Task description ::
Line by line, copy the material below exactly.

Dataset extract Block Start

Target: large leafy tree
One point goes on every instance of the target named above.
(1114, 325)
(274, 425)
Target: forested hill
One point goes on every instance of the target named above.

Dataset extract Block End

Answer area ::
Target: large leafy tree
One point goes on every instance of the target named above.
(1114, 325)
(274, 425)
Target: forested hill
One point goes on every instance of the target named above.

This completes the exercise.